Excerpt from a dataset
=====

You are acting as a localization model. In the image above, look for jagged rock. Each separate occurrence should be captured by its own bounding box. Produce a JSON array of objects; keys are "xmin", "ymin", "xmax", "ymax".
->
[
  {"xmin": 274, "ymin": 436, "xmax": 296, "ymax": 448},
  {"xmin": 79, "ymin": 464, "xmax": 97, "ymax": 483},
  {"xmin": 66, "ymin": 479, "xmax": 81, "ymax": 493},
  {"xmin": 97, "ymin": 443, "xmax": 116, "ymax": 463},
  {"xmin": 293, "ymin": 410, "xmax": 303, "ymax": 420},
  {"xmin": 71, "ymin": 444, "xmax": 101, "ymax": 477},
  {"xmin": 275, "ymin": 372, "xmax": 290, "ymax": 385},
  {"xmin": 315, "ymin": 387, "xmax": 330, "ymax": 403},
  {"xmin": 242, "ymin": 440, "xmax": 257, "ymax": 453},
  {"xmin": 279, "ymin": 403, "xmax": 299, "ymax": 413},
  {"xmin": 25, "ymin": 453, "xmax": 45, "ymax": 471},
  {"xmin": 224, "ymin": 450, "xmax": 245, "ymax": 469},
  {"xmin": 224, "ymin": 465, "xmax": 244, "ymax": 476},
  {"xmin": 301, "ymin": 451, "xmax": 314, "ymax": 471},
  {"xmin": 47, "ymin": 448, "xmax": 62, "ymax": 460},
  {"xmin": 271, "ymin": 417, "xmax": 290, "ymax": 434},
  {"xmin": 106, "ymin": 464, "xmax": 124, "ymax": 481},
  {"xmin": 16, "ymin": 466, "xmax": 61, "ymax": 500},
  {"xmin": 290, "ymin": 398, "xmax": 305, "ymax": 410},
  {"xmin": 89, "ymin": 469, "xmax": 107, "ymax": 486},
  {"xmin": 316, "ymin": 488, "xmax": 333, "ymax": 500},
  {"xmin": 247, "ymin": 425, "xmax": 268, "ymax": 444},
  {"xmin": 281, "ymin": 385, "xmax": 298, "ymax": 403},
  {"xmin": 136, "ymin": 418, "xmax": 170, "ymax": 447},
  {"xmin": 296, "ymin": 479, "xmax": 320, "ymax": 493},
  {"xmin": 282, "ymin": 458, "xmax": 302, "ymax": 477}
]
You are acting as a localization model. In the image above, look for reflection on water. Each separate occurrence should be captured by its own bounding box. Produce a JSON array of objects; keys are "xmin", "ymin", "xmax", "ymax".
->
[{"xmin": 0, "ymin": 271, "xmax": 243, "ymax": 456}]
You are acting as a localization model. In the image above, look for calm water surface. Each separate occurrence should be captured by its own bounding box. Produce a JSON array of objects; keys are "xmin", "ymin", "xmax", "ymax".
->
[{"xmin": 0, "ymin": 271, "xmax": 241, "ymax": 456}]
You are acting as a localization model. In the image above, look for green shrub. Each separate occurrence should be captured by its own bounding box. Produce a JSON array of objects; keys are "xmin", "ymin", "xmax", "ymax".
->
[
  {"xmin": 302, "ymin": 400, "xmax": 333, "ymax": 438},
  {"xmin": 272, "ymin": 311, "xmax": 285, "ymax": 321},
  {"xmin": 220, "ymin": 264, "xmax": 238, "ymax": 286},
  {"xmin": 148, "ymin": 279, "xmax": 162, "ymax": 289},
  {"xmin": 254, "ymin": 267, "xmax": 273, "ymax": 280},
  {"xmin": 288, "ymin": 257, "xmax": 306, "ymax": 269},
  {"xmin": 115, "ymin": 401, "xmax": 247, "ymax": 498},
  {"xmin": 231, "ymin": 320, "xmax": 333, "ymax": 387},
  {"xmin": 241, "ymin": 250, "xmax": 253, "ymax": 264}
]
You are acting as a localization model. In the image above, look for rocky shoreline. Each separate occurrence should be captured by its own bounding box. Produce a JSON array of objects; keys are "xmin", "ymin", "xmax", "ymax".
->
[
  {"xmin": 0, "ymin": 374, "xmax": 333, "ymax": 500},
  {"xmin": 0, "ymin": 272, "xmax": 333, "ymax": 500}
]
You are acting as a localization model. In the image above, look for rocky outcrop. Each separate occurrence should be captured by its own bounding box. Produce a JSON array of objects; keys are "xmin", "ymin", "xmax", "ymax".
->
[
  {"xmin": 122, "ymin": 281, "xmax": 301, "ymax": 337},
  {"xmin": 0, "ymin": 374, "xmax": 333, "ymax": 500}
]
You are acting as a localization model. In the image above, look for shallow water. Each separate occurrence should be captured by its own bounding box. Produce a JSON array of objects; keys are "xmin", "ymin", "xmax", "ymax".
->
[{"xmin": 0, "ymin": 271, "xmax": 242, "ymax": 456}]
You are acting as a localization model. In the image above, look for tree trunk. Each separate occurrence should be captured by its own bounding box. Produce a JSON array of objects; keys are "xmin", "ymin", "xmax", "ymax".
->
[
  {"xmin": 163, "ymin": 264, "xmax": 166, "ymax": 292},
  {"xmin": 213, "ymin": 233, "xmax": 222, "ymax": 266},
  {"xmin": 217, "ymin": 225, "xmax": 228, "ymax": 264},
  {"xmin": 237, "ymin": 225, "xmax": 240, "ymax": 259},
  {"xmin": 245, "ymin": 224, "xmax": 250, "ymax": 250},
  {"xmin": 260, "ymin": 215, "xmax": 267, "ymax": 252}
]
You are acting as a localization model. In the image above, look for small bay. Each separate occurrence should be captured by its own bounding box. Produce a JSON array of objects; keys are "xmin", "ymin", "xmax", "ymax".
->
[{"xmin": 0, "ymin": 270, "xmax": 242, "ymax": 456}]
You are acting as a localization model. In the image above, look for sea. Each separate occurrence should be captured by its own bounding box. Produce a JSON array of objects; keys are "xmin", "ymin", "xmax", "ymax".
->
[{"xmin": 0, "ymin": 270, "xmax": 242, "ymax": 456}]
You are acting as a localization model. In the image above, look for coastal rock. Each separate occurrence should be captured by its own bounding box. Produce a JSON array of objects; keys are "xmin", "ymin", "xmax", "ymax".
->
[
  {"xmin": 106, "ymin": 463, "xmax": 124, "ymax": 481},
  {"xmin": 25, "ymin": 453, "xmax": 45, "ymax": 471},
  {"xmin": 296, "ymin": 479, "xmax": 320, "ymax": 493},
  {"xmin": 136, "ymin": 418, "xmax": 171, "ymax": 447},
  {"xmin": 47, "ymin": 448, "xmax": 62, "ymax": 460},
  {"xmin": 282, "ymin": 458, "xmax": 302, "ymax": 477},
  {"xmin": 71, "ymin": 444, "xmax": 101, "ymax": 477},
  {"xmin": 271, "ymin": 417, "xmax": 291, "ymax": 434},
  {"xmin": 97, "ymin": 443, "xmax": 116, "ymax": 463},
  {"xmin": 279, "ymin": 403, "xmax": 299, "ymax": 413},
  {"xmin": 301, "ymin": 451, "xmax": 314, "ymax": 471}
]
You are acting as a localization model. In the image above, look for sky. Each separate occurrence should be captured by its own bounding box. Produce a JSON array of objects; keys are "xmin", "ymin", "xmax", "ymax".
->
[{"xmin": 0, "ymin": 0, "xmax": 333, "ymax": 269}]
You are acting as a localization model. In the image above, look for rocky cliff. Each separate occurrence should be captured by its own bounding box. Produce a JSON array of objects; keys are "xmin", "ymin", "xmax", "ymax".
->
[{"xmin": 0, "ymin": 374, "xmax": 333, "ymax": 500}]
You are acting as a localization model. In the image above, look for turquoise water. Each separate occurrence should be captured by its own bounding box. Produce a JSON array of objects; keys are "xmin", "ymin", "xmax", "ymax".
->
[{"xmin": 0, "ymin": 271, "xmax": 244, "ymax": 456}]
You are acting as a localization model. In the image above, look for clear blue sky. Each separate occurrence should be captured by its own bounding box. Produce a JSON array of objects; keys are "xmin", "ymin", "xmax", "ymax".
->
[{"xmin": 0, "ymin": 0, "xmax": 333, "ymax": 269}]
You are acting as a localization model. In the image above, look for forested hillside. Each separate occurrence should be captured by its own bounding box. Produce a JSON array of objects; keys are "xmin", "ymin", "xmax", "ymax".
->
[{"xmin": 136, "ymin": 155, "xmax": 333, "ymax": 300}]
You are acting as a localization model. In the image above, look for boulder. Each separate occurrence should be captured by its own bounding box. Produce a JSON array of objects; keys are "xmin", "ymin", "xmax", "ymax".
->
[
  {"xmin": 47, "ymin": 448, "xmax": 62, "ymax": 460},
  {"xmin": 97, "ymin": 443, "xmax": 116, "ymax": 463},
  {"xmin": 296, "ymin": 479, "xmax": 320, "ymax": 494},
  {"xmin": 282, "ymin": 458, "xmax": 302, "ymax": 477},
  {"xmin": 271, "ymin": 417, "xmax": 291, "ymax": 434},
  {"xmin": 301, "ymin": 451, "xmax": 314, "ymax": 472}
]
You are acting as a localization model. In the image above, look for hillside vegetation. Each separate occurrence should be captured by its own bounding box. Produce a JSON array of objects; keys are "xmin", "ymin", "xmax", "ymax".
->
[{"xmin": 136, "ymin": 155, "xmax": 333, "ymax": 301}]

=====

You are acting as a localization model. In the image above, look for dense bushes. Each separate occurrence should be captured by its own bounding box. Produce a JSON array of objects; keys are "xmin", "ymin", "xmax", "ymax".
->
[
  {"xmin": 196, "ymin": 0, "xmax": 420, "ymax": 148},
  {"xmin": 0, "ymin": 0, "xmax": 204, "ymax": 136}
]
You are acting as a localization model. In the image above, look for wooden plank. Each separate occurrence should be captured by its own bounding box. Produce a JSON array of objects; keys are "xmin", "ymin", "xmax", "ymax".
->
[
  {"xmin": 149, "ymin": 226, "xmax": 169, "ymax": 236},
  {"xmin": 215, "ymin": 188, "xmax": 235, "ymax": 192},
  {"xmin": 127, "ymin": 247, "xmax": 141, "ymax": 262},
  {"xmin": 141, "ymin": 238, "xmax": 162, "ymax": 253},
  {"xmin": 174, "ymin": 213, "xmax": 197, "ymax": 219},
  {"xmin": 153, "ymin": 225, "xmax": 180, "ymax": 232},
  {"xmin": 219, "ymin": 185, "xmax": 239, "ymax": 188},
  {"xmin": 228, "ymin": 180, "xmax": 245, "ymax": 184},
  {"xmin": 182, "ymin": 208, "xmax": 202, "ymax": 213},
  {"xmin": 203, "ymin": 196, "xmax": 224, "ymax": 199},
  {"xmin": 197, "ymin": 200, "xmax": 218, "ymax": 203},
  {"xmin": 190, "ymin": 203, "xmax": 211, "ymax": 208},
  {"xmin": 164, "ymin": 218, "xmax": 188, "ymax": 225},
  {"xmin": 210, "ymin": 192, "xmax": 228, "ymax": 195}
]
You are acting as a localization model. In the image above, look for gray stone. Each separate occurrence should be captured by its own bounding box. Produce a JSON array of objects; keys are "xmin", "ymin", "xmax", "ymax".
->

=====

§ Exercise goal
Which lines in the material above contain the word "hillside"? Report each of those lines in full.

§ Complete response
You are acting as a localization model. In the image above, look for forested hillside. Each separate occurrence should be captured by its own bounding box. Produce a JSON array of objects; keys are "xmin", "ymin", "xmax", "ymax".
You are acting as a localization model. In the image above, look for hillside vegetation. Each separate occurrence should be captured by its own bounding box. Produce a JSON array of objects; keys are "xmin", "ymin", "xmax", "ymax".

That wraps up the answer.